Supplied passage:
Everything was working and this issue did not exist, and I didn’t do anything new and it just arised.
When booting and logging in, everything is normal. Starting VMs is normal. But then, occasionally (and I couldn’t figure out exactly when), dom0 starts eating RAM, that is whenever a VM is shutdown it immediately eats the RAM freed. Still, its maximum is 4080 MB as usual.
When booting and logging in and observing RAM usage: dom0 isn’t using much and is giving e.g. sys-whonix a good amount of RAM. Occasionally when dom0 starts this strange behavior of eating RAM, and getting everything as before when booted (i.e. shutting down all VMs that do not start on boot, having running VMs being same as when observed RAM usage,) RAM usage isn’t like before: dom0 isn’t giving sys-whonix a good amount of RAM as before but becoming greedy and taking the RAM for itself, even though everything is like before (same VMs running, nothing changed in dom0 or these VMs)
Log out fixes this. But it happens again and hence a new log out is needed and so on.
As I understand it, the physical memory is distributed according to need. However, my understanding is very limited, from reading things like this qmemman document .

Excerpts of location labeling data:
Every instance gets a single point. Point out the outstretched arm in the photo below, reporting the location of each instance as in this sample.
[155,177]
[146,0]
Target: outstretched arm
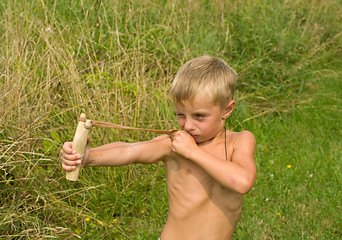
[119,153]
[238,174]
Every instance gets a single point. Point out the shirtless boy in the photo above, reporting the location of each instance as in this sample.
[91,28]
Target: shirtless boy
[208,168]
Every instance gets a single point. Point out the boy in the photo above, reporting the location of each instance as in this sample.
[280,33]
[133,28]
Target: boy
[208,168]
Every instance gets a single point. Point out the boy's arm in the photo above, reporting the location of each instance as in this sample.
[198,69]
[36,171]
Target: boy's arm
[238,174]
[119,153]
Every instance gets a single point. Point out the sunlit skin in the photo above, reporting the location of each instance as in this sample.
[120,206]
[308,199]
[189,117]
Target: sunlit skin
[205,190]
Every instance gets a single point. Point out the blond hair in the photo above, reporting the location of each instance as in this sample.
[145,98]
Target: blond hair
[204,77]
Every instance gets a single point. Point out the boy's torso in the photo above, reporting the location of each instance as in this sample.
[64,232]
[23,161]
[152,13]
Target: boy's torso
[199,208]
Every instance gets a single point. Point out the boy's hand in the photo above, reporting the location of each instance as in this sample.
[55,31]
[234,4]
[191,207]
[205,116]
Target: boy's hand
[183,143]
[70,158]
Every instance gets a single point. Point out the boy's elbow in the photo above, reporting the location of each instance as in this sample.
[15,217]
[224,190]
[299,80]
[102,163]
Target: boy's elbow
[245,185]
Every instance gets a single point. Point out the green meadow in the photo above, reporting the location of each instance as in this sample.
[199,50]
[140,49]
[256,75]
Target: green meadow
[115,60]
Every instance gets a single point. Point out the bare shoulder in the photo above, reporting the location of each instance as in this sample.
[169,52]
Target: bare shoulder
[153,150]
[244,139]
[243,150]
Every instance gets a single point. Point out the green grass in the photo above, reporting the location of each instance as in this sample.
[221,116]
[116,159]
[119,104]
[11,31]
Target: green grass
[115,60]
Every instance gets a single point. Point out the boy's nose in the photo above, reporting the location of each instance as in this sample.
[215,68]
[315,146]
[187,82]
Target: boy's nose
[189,125]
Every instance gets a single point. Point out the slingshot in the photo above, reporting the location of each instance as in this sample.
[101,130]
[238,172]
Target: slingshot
[80,139]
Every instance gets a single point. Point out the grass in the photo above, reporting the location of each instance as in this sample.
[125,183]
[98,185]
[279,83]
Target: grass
[115,60]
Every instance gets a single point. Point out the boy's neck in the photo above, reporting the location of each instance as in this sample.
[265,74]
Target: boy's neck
[220,135]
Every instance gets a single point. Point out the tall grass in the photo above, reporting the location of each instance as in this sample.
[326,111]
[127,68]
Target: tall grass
[114,60]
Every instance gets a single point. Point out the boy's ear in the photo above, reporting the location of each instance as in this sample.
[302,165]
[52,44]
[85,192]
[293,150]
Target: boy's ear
[229,109]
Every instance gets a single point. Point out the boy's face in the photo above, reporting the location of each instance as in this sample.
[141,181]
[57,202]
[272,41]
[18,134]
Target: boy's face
[202,119]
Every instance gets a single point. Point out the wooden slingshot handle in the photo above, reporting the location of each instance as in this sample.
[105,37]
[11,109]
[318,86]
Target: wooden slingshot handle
[79,143]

Directives:
(1) Print, word for word, the passage of the forum post on dom0 memory use starting with "As I understand" and going on through "qmemman document .".
(2) Output the records unchanged, starting with the line with "Every instance gets a single point. Point out the boy's nose" and going on through the final line of the records, including both of those lines.

Per-task outputs:
(1)
As I understand it, the physical memory is distributed according to need. However, my understanding is very limited, from reading things like this qmemman document .

(2)
Every instance gets a single point. Point out the boy's nose in the photo above, reporting the location of each instance as in this sample.
[215,68]
[315,146]
[187,82]
Target: boy's nose
[189,125]
Every instance gets a single point. Point out the slingshot in the photo above, reporting the location of each instance as in this sample.
[101,130]
[238,172]
Target: slingshot
[80,139]
Every instance gets a single point. Point out the grass in the photo above, reporting the location of each instance as in this sample.
[125,183]
[98,185]
[279,83]
Target: grass
[115,60]
Every instance gets a single point. Point out the boy's neck in the photo above, reporting the location of each instance as in this sample.
[265,74]
Target: boy's neck
[220,135]
Every instance gets a single point. Point out the tall grass in the photo above, reporting the location of each instance as in this sample.
[326,111]
[127,68]
Target: tall grass
[114,60]
Every instance gets a single point. Point out the boy's ear in the photo above, reporting the location of each instance as in this sample.
[302,165]
[52,44]
[85,192]
[293,150]
Target: boy's ear
[229,109]
Every instance gets a single point. Point out the boy's face in the photo above, reporting the location of each instance as in this sample.
[141,181]
[57,202]
[272,41]
[18,134]
Target: boy's face
[202,119]
Every instance gets a single point. Point out the wooden slingshot handle in the photo above, reporting the location of each instance as in this sample.
[105,37]
[11,109]
[318,86]
Target: wooden slingshot handle
[79,143]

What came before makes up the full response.